Text excerpt:
***

VIERA, Fla. — Wilson Ramos looked up from his pancakes and omelet breakfast Sunday morning and saw manager Davey Johnson smiling down at him. He couldn’t help it, he had to smile back.
“Hey,” Johnson said, “you got the wraps off.”
Ramos nodded. There were no more hurdles to clear, no more tests to pass. The Washington Nationals’ catcher will get his first at-bat since May 12, 2012 on Sunday and he will start at catcher for the Nationals in Tuesday’s game against the Houston Astros.
“I told him to forget the training room staff and all the doctors. ‘You’ve just got to deal with me now, pal,’” Johnson said.
Ramos couldn’t have asked for better news.
After a long, arduous rehab process, Ramos was cleared to try sliding on Saturday. He did it seven or eight times on the sliding pads in the outfield at Space Coast Stadium and then he checked off the final empty box on the doctors’ list of requirements before he could play in a game.
Nationals medical director Wiemi Douoguih examined Ramos, and conferred with Ramos’ surgeon, Dr. Richard Steadman, in Colorado. Together, they gave him the green light.
“I’m happy,” Ramos said. “After I slid and I didn’t feel anything, it was awesome.
“Now I feel like a ballplayer again.”
Ryan Zimmerman, recovering from offseason shoulder surgery, will see his first game action on Sunday, serving as the team’s designated hitter. Once Zimmerman gets three at-bats, though, Ramos will take the fourth DH at-bat.
The Nationals have an off-day on Monday, but Tuesday Ramos will catch three innings and get another at-bat. Ramos has been told to continue doing all the things he’s worked on to this point. He will continue sliding, as well, adding it to his workload each day, and they will continue to increase his workload as the season approaches.

***

Actions to take:
1. Name each person who appears by name in the Ramos article.
2. Please reproduce everything in the Ramos article from "Ramos couldn’t have" down to "the green light.".

***

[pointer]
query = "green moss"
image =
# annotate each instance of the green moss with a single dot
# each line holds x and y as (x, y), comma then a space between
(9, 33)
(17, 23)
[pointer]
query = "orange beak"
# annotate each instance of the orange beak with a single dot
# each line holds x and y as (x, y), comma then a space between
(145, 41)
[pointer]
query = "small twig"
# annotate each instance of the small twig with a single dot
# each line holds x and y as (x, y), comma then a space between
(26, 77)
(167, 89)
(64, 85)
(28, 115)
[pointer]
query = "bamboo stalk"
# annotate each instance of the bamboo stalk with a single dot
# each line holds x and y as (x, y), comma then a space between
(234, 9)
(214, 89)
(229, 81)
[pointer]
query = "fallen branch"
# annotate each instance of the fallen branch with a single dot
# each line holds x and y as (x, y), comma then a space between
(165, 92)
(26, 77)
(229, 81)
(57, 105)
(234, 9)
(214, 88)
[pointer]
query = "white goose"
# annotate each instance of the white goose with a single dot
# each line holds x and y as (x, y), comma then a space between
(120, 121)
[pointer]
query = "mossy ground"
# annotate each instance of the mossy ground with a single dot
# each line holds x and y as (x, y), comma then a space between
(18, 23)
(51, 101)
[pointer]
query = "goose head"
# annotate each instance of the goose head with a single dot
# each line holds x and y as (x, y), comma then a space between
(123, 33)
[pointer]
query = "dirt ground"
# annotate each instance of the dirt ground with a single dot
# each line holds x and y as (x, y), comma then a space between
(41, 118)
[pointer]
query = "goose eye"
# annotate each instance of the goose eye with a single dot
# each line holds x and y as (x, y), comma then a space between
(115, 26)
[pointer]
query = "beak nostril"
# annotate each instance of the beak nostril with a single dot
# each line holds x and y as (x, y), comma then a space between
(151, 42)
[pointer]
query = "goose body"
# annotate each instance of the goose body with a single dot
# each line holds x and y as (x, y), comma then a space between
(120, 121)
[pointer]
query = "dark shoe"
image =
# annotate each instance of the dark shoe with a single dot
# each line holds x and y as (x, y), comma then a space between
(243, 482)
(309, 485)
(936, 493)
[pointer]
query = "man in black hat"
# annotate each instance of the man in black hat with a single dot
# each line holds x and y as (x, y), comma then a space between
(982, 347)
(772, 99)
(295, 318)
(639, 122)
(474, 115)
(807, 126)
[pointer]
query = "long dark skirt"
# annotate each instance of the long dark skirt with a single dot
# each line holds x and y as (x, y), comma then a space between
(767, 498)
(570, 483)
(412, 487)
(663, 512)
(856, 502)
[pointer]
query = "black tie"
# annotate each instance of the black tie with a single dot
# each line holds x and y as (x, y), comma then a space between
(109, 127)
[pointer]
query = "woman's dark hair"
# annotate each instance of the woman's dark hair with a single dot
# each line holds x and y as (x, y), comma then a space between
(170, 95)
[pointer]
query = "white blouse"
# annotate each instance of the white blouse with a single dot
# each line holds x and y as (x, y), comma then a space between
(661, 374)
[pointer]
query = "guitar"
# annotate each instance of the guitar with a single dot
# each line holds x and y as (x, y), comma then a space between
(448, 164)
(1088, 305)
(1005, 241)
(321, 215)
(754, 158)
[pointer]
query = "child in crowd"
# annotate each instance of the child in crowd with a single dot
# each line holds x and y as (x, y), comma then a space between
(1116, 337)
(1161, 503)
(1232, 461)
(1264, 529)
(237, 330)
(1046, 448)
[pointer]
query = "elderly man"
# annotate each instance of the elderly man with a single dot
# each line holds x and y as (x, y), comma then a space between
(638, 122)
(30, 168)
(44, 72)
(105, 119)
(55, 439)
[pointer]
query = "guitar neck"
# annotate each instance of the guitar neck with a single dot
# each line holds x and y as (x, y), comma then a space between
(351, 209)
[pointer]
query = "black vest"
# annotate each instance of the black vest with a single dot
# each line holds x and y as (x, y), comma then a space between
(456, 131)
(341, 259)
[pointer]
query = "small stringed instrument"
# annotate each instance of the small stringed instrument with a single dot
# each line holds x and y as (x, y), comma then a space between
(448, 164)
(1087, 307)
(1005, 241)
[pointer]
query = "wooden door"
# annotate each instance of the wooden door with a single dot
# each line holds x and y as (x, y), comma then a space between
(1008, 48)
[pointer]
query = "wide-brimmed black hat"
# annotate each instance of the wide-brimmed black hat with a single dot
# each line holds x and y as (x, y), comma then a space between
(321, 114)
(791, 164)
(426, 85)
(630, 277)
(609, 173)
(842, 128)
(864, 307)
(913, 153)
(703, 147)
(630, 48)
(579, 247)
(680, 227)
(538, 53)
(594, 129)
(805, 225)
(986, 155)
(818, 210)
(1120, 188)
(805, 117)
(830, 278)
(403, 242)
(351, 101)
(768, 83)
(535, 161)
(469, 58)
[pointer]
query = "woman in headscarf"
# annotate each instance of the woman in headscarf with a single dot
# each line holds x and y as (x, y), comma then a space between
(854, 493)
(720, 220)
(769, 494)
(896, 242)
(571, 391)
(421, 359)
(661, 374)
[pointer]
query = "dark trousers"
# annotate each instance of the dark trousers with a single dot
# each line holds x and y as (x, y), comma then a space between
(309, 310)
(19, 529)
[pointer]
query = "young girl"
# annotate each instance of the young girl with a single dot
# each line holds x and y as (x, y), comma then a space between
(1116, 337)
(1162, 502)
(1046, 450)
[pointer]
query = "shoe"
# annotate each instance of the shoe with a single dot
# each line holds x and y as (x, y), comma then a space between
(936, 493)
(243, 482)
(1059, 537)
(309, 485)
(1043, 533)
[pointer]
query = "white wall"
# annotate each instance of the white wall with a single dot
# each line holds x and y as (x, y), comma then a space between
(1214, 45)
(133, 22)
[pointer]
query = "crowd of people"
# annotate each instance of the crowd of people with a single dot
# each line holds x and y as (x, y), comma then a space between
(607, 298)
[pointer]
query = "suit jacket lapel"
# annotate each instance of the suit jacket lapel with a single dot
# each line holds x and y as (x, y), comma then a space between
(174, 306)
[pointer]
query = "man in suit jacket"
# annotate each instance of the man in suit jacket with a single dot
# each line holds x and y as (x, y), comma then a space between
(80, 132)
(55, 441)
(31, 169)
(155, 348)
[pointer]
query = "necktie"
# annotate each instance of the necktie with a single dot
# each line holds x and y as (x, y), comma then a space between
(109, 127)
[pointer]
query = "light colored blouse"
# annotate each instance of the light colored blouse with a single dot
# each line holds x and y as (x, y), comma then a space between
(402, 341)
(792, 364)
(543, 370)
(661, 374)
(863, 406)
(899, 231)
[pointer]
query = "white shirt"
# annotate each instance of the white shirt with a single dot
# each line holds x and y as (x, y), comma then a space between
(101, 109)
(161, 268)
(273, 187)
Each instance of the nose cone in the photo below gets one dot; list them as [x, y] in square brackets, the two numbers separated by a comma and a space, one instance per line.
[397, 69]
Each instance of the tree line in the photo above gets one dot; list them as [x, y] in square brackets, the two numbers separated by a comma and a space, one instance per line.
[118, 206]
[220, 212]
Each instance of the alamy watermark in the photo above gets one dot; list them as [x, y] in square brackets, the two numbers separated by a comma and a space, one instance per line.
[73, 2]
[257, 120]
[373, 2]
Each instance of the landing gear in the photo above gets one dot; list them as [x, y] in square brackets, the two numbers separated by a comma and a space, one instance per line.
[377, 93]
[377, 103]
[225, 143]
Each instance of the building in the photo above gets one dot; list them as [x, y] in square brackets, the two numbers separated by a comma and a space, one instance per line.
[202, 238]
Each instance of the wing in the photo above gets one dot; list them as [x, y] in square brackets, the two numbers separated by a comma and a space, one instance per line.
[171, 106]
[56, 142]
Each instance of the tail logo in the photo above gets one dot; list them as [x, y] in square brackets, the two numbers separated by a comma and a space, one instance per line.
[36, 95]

***

Outputs in order:
1. Wilson Ramos, Davey Johnson, Wiemi Douoguih, Richard Steadman, Ryan Zimmerman

2.
Ramos couldn’t have asked for better news.
After a long, arduous rehab process, Ramos was cleared to try sliding on Saturday. He did it seven or eight times on the sliding pads in the outfield at Space Coast Stadium and then he checked off the final empty box on the doctors’ list of requirements before he could play in a game.
Nationals medical director Wiemi Douoguih examined Ramos, and conferred with Ramos’ surgeon, Dr. Richard Steadman, in Colorado. Together, they gave him the green light.